— Start of Information shown —
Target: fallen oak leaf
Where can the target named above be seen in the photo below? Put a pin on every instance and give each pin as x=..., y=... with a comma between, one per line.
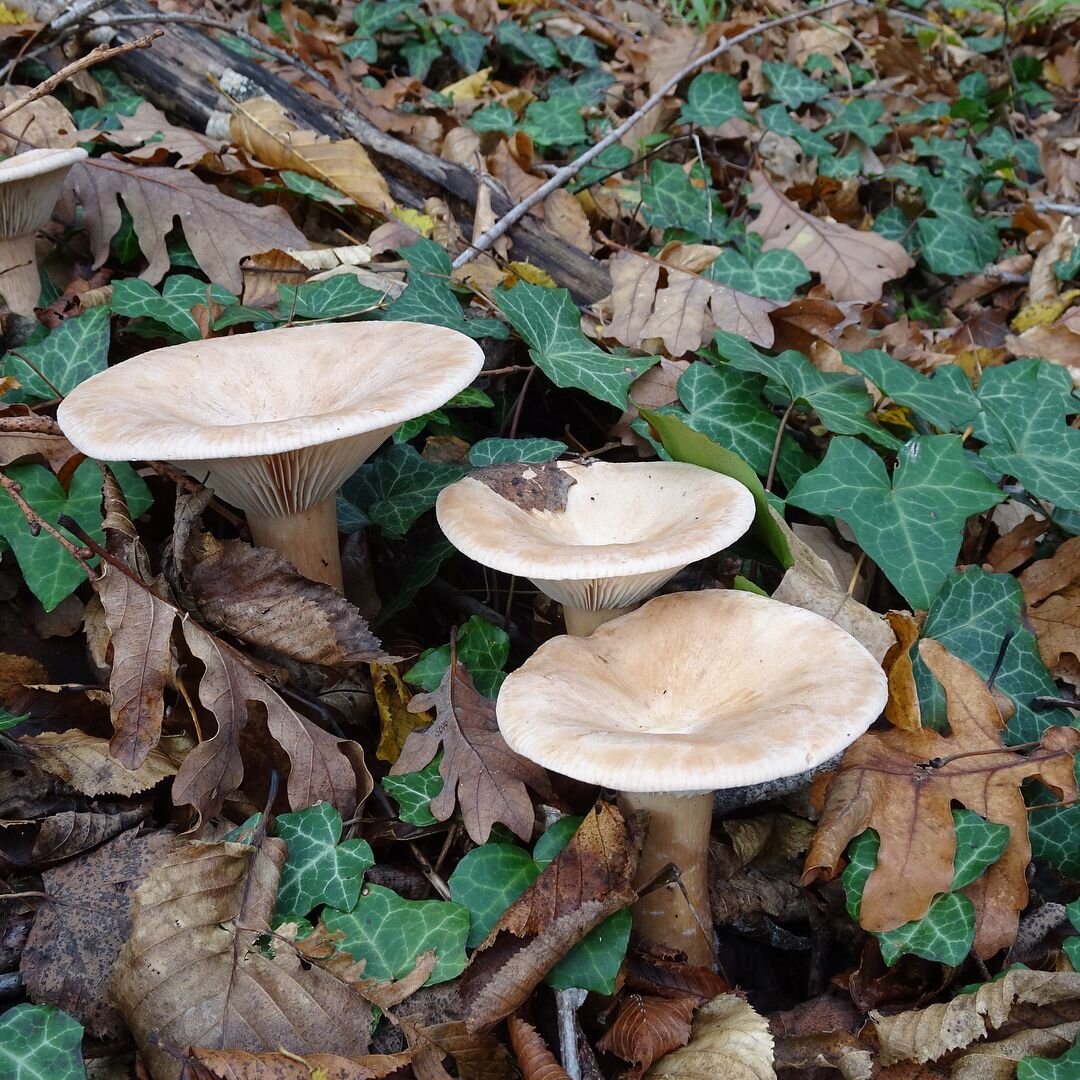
x=589, y=880
x=482, y=774
x=903, y=784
— End of Information shown —
Short exercise: Rewrite every line of the records above, requests included, and offset each pin coordinate in the answers by -51. Leave the pictures out.

Final result:
Target: fallen oak leaf
Where can the target named above be seen in the photo below? Put a pin on every instance and give each pin as x=..., y=... with a comma between, one per line.
x=538, y=829
x=431, y=723
x=852, y=733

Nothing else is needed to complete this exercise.